* Start DOCUMENT *
An asset-backed security (ABS) is a bond backed by a pool of financial assets. For investors, it is an alternative to investing in general unsecured corporate debt. An ABS is a generic term used to describe various types of securities which are backed by almost any type of asset such as:

  • mortgages
  • leases
  • credit card debt
  • company’s receivables
  • loyalties
  • auto loans
  • student loans
  • equity cash flows

Asset backed security are usually long-term securities, while shorter term securities backed by assets are called “Asset-Backed Commercial Paper” (ABCP).

Companies that issue these loans or receivables sell them to securities dealers which package them into ABS which are then offered on the market. The utility of an asset-backed security is that it enables holders of liquid assets, such as commercial banks, to bring them to market. An asset-backed security is created in a process called securitization. After the assets are pooled, by the securities dealers, “tranches” will be created with differing yields and seniority rights to the cash flows, and sold to investors or institutions, depending on risk profile, through the issuance of bonds. Generally, in a sequential payout structure called a waterfall, all principal payments will go to the senior tranche until those holders are fully paid off before principal payments flow down the ladder to the mezzanine, and then subordinate, tranches. Likewise, senior tranches have claim on interest payments, and interest cash flows can be diverted from the subordinate tranches to more senior tranches to make up any shortfall. To compensate the mezzanine and subordinate tranches for the increased risk of loss due to cash flow shortfalls, they receive higher interest rates than the senior tranche.

The tranching is typically done such that the most senior tranches are rated AAA by the rating agencies while the other tranches have lower ratings.

The benefit to a company in issuing an asset backed security is that it enables the issuer to transfer any risk inherent to the underlying pool of funds to whomever buys the ABS. Additionally, an asset-backed security can enable the issuer to borrow funds more cheaply than by issuing a traditional bond. This is because an asset-backed security derives its credit rating from the creditworthiness of the underlying assets, not the financial solvency of the issuing firm, as with traditional bonds. The risks associated with ABS are the same risks as those associated with bonds generally but are enhanced by the nature of the assets backing the bond. This is why these types of investments are generally sold to institutional investors.
* End DOCUMENT *
#### [SHORT PROBLEM A]
In the asset-backed security text, what are shorter-term securities backed by assets called?
* Start DATA EXTRACT *
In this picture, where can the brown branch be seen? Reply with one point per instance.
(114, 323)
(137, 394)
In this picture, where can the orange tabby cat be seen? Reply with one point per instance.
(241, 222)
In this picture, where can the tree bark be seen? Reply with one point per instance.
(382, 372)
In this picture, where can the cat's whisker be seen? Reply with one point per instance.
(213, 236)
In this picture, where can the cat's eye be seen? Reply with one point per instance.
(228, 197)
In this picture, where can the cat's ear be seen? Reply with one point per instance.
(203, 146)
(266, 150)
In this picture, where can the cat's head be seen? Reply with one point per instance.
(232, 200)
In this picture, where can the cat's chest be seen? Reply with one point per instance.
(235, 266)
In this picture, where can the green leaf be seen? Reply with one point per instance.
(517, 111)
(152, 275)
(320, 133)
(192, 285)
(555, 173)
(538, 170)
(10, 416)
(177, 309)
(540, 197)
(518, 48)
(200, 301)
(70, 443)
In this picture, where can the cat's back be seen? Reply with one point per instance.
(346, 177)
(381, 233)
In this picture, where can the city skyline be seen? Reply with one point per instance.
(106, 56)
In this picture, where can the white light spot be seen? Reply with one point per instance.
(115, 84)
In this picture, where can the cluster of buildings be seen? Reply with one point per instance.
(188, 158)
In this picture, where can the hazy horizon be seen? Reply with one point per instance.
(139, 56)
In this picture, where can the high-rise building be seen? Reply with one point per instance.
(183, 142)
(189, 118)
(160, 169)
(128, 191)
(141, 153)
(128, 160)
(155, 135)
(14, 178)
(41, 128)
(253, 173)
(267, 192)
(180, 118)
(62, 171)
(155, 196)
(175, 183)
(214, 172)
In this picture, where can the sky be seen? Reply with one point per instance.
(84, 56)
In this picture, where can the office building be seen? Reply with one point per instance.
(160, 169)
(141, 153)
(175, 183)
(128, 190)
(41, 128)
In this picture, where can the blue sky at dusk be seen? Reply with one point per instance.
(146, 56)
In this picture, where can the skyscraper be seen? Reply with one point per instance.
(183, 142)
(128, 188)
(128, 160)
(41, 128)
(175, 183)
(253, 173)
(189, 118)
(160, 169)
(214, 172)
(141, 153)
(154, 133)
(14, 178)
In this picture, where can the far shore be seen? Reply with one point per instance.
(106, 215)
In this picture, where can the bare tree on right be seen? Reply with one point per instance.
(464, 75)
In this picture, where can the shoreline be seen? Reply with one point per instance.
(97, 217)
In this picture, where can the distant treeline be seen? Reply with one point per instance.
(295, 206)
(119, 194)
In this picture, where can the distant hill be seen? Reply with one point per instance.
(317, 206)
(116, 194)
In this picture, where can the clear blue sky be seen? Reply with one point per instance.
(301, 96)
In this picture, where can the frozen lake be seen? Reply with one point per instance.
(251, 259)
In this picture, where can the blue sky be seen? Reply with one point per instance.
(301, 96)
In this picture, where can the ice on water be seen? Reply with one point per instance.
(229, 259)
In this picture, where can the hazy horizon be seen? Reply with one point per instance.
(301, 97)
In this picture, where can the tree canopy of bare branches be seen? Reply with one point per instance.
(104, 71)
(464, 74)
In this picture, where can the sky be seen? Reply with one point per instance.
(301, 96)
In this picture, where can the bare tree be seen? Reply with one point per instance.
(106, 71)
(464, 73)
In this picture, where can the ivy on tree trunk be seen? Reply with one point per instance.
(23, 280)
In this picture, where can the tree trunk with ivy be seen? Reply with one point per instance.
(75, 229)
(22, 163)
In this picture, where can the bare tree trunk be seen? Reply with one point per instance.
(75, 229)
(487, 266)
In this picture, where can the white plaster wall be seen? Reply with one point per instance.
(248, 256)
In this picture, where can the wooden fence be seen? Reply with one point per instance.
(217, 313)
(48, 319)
* End DATA EXTRACT *
#### [SHORT PROBLEM B]
Output the entries as a Markdown table with columns No. and Line, from the line containing "In this picture, where can the bare tree trunk" through the end of the entries. Leave out blank lines.

#### [EXERCISE OUTPUT A]
Asset-Backed Commercial Paper (ABCP).

#### [EXERCISE OUTPUT B]
| No. | Line |
|---|---|
| 1 | In this picture, where can the bare tree trunk be seen? Reply with one point per instance. |
| 2 | (75, 229) |
| 3 | (487, 266) |
| 4 | In this picture, where can the white plaster wall be seen? Reply with one point per instance. |
| 5 | (248, 256) |
| 6 | In this picture, where can the wooden fence be seen? Reply with one point per instance. |
| 7 | (217, 313) |
| 8 | (48, 319) |